-- TEXTO DE LA PÁGINA --

━━━━━━━━━━━━━━━━━━━━━━━━━━━━━━

Mosquera quería más tiempo: "necesito el doble, el triple de sesiones... yo soy un pintor lento... pienso mucho cada pincelada". Al fin, se cierra el trato: cinco sesiones de dos horas y media.
Durante un largo rato le da vueltas y vueltas a un pequeño y tozudo dilema: ¿sacerdotalmente viril o virilmente sacerdotal? Al fin, mientras recarga sus pinceles de siena y ocre, tierra y carne, resuelve: "un sacerdote, con cuajo de hombre". Sólo al final sabrá que el quid, el secreto, no estaba tanto en los ojos como en conseguir llevar al lienzo esa especialísima mirada.
El artista, en sus cinco sesiones de Molinoviejo, intuyó, columbró y palpó que aquel cura que tenía delante era algo más que un prelado, algo más que un canciller, algo más que un fundador, algo más que un ilustre personaje. Algo más y algo distinto: Era un santo de raza. Era, barro y gracia, un santo de la cabeza a los pies, pero con cuajo de hombre.

━━━━━━━━━━━━━━━━━━━━━━━━━━━━━━

-- EXTRACTOS DEL LISTADO --

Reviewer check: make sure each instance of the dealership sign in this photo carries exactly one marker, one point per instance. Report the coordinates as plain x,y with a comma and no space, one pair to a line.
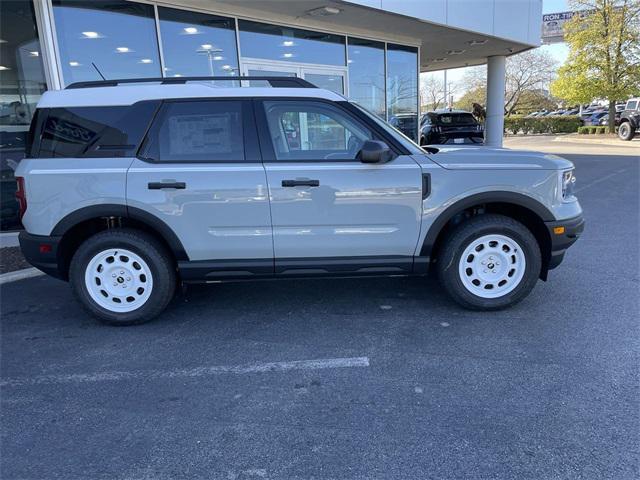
553,25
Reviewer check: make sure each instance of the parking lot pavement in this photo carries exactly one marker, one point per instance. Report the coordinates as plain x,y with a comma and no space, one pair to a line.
344,379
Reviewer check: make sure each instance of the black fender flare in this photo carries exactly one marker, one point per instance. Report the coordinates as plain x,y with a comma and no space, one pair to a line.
451,211
119,210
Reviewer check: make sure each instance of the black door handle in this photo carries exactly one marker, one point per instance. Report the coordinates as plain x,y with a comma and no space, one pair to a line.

━━━━━━━━━━━━━━━━━━━━━━━━━━━━━━

-- LISTA DE TAREAS --
(1) ¿Puedes repetir, sin cambiar nada, el tramo del texto de la página que va desde "El artista, en" hasta "cuajo de hombre.", ambos incluidos?
(2) ¿Puedes reescribir el tramo del listado que va desde la línea que contiene "Reviewer check: make sure each instance of the black fender" hasta el final del listado, ambos extremos incluidos, reemplazando "black" por "dark" y dejando todo lo demás igual?
El texto de la página y el listado son materiales independientes entre sí.

-- SOLUCIONES POR TAREA --
(1)
El artista, en sus cinco sesiones de Molinoviejo, intuyó, columbró y palpó que aquel cura que tenía delante era algo más que un prelado, algo más que un canciller, algo más que un fundador, algo más que un ilustre personaje. Algo más y algo distinto: Era un santo de raza. Era, barro y gracia, un santo de la cabeza a los pies, pero con cuajo de hombre.

(2)
Reviewer check: make sure each instance of the dark fender flare in this photo carries exactly one marker, one point per instance. Report the coordinates as plain x,y with a comma and no space, one pair to a line.
451,211
119,210
Reviewer check: make sure each instance of the dark door handle in this photo carries exactly one marker, one point per instance. Report the coordinates as plain x,y with a comma and no space, one pair to a line.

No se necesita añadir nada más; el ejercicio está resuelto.